#### Work to complete:
Will you give the material below again, every line exactly as it is?

#### The records:
________________

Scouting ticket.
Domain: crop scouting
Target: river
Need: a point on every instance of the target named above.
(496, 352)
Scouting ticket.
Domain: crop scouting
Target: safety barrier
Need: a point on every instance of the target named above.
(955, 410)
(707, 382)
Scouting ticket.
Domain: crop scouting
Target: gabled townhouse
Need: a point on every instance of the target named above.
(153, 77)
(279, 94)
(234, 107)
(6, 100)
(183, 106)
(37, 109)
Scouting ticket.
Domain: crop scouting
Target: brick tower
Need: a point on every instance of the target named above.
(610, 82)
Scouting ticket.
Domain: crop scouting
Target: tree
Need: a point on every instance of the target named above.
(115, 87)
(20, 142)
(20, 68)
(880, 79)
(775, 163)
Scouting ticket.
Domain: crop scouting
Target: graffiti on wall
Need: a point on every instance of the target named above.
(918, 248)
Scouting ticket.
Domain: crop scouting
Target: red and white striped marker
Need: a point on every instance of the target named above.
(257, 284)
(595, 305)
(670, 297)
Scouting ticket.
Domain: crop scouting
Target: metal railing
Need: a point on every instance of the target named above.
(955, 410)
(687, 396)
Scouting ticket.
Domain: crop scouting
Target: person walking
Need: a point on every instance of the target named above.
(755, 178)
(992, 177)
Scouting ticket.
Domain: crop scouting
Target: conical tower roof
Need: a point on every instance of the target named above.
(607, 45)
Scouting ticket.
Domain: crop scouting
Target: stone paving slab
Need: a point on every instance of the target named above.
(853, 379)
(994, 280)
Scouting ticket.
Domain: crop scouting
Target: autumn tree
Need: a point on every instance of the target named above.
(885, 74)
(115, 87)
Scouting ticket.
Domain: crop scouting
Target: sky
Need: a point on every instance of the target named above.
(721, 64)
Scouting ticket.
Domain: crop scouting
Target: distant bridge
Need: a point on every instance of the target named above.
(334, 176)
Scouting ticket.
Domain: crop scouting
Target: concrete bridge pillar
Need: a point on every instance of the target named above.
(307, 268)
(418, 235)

________________

#### Exercise answer:
Scouting ticket.
Domain: crop scouting
Target: river
Need: a point on every instance of the target named above.
(496, 352)
Scouting ticket.
Domain: crop scouting
Target: safety barrier
Need: a point on every instance of the target named above.
(955, 410)
(707, 382)
Scouting ticket.
Domain: crop scouting
Target: gabled townhouse
Need: a point on every instance of the target named above.
(153, 77)
(279, 94)
(234, 107)
(6, 100)
(183, 106)
(37, 109)
Scouting ticket.
Domain: crop scouting
Target: brick tower
Need: a point on every instance of the target named above.
(610, 82)
Scouting ticket.
Domain: crop scouting
Target: tree
Need: a point on every instance of the target named above.
(115, 87)
(20, 142)
(20, 68)
(880, 79)
(775, 163)
Scouting ticket.
Domain: crop scouting
Target: graffiti on wall
Need: a point on every instance of the target named above.
(918, 248)
Scouting ticket.
Domain: crop scouting
Target: red and white striped marker
Need: a point on every instance of the target named above.
(257, 284)
(595, 305)
(670, 297)
Scouting ticket.
Domain: crop scouting
Target: metal railing
Need: a point on every instance of the target named above.
(955, 410)
(687, 396)
Scouting ticket.
Domain: crop scouting
Target: person walking
Need: a point on every instance of the target named above.
(755, 178)
(992, 177)
Scouting ticket.
Domain: crop scouting
Target: conical tower roof
Need: a point on every instance of the target named above.
(607, 45)
Scouting ticket.
Domain: crop scouting
Target: stone paving slab
Need: a point on every instance of the target named above.
(853, 379)
(994, 280)
Scouting ticket.
Domain: crop scouting
Target: autumn tree
Need: a point on every instance of the target named above.
(885, 74)
(115, 87)
Scouting ticket.
Domain: crop scouting
Target: sky
Need: a point on every instance of the target named above.
(721, 64)
Scouting ticket.
Domain: crop scouting
Target: distant bridge
Need: a point on every instance of the target named above.
(334, 176)
Scouting ticket.
Domain: crop scouting
Target: concrete bridge pillar
Need: a point on every instance of the target named above.
(307, 268)
(418, 235)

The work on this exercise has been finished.